*Texte étudié:*
========
Ce projet a remporté à l’unanimité le grand prix du jury du concours des Itinéraires humanistes 2017.

Telle en est la description, faite le professeur :
L’incipit en constitue la frontière, une sorte de sas qui nous permet de nous extraire de notre réalité pour nous faire basculer dans la fiction. Chaque élève s’en est approprié un mot, telle une boussole orientant la lecture complète de l’œuvre. Il a ainsi voyagé à la rencontre de l’Autre, l’Anderer, Brodeck et des Autres, car le roman constitue un véritable territoire humaniste.
========
*Entrées de données:*
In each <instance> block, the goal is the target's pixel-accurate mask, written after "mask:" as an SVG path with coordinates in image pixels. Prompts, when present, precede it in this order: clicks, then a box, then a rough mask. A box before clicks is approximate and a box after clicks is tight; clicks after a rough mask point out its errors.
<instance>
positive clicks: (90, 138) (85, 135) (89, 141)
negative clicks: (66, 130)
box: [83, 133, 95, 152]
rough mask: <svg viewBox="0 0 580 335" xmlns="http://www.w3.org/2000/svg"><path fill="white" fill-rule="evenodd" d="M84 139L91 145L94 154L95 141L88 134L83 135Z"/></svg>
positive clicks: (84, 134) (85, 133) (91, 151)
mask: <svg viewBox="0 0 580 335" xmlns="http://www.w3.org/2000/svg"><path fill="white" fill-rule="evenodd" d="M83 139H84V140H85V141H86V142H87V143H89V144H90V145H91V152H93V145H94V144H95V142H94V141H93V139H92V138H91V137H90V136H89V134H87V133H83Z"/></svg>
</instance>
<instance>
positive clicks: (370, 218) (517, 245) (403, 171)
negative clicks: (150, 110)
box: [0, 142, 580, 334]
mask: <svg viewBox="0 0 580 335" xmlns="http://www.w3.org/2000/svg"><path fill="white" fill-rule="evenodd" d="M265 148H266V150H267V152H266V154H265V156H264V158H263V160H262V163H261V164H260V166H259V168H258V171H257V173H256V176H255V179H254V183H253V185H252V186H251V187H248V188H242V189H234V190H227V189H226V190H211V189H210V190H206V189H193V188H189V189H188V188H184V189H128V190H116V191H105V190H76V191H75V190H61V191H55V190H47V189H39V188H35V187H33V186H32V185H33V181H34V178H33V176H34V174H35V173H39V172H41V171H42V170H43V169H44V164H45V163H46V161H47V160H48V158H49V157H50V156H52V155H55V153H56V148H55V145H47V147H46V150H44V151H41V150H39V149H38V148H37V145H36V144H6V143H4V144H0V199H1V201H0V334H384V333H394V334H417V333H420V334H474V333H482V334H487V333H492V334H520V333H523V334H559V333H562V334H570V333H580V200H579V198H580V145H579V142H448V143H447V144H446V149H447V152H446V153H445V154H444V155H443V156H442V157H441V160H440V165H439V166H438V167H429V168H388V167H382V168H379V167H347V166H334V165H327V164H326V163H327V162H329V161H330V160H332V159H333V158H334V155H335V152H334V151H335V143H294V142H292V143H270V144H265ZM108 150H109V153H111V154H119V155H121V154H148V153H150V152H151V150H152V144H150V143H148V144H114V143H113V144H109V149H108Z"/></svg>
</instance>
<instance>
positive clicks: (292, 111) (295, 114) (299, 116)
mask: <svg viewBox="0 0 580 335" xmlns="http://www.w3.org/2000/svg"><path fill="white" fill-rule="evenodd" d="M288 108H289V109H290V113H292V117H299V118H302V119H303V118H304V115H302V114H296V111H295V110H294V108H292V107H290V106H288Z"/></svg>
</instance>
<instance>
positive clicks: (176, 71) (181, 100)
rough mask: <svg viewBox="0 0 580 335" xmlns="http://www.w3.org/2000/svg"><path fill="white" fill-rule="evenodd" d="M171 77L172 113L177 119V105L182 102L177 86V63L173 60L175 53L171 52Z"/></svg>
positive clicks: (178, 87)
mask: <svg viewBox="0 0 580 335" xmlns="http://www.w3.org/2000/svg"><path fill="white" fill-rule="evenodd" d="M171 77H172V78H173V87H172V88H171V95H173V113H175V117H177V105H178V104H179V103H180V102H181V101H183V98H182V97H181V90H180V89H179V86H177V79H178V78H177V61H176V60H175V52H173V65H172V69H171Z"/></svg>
========
*Consigne:* D'après le texte étudié, quel prix ce projet a-t-il obtenu au concours des Itinéraires humanistes 2017 ?

*Réponse attendue:* Il a obtenu le grand prix du jury, décerné à l'unanimité.